Quote the DataTools4Heart report excerpt in full, word for word.

Page excerpt:
--------

Periodic Reporting for period 2 - DataTools4Heart (A European Health Data Toolbox for Enhancing Cardiology Data Interoperability, Reusability and Privacy)
Periodo di rendicontazione: 2024-04-01 al 2025-09-30
DataTools4Heart (DT4H) addresses these challenges by building a European health data “toolbox” for cardiology. The project develops a standards-based Common Data Model and ingestion pipelines to harmonise cardiology data, a multilingual clinical NLP suite for cardiology reports, a federated and privacy-preserving AI infrastructure, and an open platform with virtual assistants and audit trails. These tools are demonstrated in real-world heart-failure use cases across several European centres. Social sciences, law and ethics are integrated through a dedicated work package that interprets EU law, designs governance mechanisms and drafts a sector-specific EU Code of Conduct, while clinicians and patients help shape requirements and workflows. Together, these elements are expected to deliver a reusable reference infrastructure for trustworthy cardiology AI with potential to scale to other diseases and to support EU strategies on health data and AI.

--------

(Extracted entries)
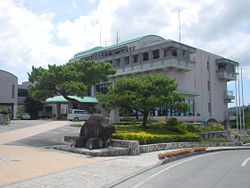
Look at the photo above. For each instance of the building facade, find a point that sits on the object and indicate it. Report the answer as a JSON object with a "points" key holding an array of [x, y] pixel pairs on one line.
{"points": [[201, 76], [8, 93]]}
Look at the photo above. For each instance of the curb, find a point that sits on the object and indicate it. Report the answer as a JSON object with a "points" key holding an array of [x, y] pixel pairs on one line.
{"points": [[134, 174]]}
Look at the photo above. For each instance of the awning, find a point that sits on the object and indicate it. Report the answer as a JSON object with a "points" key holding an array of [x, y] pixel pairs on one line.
{"points": [[187, 92], [61, 99]]}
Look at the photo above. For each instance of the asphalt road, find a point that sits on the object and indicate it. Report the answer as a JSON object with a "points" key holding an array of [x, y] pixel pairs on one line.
{"points": [[213, 170]]}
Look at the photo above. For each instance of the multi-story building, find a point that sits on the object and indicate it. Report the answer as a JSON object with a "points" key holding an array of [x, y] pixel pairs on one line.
{"points": [[201, 76]]}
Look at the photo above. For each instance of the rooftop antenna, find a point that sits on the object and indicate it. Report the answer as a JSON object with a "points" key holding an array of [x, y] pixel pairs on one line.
{"points": [[179, 20]]}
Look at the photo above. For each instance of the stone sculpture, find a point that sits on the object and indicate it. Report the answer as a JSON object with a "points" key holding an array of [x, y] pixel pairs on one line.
{"points": [[95, 133]]}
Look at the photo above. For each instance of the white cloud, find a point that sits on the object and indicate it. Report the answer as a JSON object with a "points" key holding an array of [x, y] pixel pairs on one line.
{"points": [[27, 38]]}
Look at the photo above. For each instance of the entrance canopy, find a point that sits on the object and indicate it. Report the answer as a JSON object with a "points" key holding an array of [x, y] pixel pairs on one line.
{"points": [[61, 99]]}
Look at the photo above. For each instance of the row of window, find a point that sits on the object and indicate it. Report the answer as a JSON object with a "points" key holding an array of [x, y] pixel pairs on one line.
{"points": [[145, 56]]}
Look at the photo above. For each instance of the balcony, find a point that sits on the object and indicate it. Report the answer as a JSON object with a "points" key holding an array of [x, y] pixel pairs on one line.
{"points": [[226, 69], [225, 75], [228, 96], [166, 63]]}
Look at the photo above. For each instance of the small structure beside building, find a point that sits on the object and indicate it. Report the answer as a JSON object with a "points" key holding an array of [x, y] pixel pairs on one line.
{"points": [[57, 107]]}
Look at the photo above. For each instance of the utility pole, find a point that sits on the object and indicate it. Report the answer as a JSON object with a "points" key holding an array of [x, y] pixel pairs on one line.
{"points": [[117, 36], [239, 96], [243, 109], [100, 35], [179, 20], [236, 103]]}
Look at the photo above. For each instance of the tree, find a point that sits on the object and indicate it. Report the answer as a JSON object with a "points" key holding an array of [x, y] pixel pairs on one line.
{"points": [[144, 94], [68, 79]]}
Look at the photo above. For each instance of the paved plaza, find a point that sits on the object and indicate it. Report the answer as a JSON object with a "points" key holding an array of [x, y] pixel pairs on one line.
{"points": [[26, 159]]}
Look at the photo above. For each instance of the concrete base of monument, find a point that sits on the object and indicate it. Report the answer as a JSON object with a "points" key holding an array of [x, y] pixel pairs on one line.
{"points": [[109, 151]]}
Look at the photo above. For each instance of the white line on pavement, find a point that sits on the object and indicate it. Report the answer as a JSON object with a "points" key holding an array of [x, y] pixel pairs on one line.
{"points": [[165, 169], [245, 162]]}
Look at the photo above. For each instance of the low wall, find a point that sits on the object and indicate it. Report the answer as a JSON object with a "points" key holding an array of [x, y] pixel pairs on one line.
{"points": [[4, 119], [134, 148], [176, 145], [215, 134]]}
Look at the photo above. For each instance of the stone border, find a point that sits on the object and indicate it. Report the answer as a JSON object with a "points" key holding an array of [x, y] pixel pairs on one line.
{"points": [[167, 160], [134, 148]]}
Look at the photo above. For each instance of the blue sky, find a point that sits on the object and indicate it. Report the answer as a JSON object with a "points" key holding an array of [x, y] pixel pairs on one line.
{"points": [[42, 32]]}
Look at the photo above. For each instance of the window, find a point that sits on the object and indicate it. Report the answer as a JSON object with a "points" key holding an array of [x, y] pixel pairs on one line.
{"points": [[13, 91], [174, 52], [222, 67], [145, 56], [22, 92], [102, 88], [156, 54], [135, 58], [126, 60], [118, 62]]}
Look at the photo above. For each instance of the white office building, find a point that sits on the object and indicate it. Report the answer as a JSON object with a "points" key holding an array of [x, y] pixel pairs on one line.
{"points": [[201, 76]]}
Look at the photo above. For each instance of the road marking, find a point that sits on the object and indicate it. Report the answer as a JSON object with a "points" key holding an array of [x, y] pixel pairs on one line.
{"points": [[245, 162], [168, 168]]}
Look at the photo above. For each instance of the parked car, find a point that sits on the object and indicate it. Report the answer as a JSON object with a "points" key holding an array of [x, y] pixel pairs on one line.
{"points": [[78, 115], [26, 116]]}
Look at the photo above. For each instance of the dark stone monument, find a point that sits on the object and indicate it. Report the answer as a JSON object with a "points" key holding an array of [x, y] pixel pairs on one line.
{"points": [[95, 133]]}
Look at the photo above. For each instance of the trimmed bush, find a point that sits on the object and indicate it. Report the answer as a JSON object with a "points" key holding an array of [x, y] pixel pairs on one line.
{"points": [[149, 138]]}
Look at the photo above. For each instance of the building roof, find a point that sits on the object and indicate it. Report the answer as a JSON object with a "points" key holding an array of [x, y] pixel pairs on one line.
{"points": [[99, 48], [61, 99]]}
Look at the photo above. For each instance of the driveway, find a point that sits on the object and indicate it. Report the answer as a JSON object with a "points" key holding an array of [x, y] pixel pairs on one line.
{"points": [[20, 161]]}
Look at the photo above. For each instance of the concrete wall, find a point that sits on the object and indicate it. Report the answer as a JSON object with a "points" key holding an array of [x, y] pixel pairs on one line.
{"points": [[8, 91]]}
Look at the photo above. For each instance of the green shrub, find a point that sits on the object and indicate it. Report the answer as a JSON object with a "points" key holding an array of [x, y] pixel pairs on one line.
{"points": [[148, 138], [211, 127]]}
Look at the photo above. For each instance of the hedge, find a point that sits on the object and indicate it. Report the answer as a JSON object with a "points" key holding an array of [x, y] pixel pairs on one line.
{"points": [[148, 138]]}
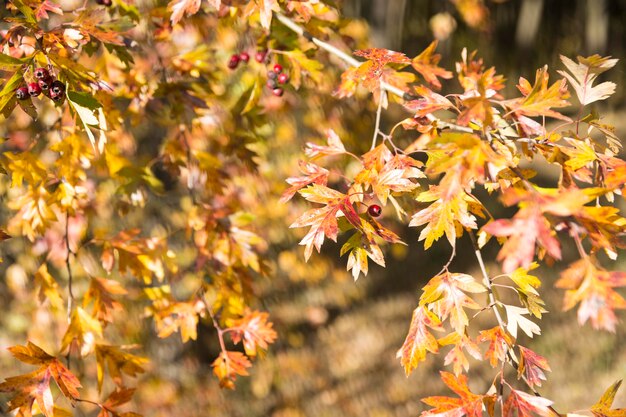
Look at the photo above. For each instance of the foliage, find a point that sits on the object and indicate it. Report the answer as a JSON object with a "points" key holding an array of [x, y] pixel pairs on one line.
{"points": [[84, 176]]}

--------

Task output:
Periodic Reporting for period 2 - DataTools4Heart (A European Health Data Toolbox for Enhancing Cardiology Data Interoperability, Reusability and Privacy)
Periodo di rendicontazione: 2024-04-01 al 2025-09-30
DataTools4Heart (DT4H) addresses these challenges by building a European health data “toolbox” for cardiology. The project develops a standards-based Common Data Model and ingestion pipelines to harmonise cardiology data, a multilingual clinical NLP suite for cardiology reports, a federated and privacy-preserving AI infrastructure, and an open platform with virtual assistants and audit trails. These tools are demonstrated in real-world heart-failure use cases across several European centres. Social sciences, law and ethics are integrated through a dedicated work package that interprets EU law, designs governance mechanisms and drafts a sector-specific EU Code of Conduct, while clinicians and patients help shape requirements and workflows. Together, these elements are expected to deliver a reusable reference infrastructure for trustworthy cardiology AI with potential to scale to other diseases and to support EU strategies on health data and AI.